((

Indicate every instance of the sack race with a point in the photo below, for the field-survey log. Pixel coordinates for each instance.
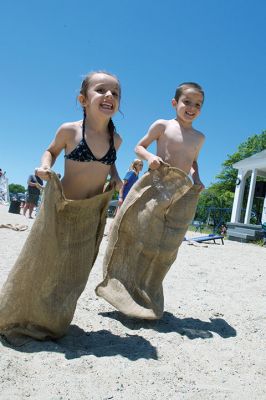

))
((

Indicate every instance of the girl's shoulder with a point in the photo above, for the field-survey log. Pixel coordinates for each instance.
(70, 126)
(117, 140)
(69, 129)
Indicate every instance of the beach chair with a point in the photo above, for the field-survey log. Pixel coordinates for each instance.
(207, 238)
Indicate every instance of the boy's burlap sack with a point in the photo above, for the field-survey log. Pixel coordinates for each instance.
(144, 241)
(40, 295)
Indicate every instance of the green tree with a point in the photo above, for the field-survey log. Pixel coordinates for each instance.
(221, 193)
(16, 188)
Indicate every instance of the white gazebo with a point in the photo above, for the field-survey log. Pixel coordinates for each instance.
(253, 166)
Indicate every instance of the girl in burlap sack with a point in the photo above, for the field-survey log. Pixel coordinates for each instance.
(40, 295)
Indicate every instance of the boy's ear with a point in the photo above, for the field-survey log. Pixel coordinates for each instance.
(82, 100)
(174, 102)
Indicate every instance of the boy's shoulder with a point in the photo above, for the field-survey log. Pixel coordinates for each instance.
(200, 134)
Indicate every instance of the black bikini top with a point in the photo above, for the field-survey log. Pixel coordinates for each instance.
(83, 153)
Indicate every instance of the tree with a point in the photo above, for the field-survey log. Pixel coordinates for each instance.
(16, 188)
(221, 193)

))
((

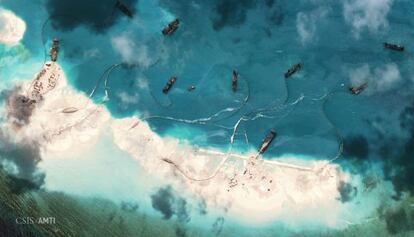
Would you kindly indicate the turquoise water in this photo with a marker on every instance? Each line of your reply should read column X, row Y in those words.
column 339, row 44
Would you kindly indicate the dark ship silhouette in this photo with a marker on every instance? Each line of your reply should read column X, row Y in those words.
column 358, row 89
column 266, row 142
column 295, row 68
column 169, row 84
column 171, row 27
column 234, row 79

))

#### [Brief]
Please retype the records from the line containing "Would you kindly indicate the dark" through the line containing "column 234, row 79", including both of those lines, and nothing else.

#### [Completed task]
Would you kindly indicate the dark ship silhouette in this photo with a marker on every instance? Each line of your reply should read column X, row Y in those words.
column 358, row 89
column 266, row 142
column 295, row 68
column 169, row 84
column 171, row 27
column 234, row 79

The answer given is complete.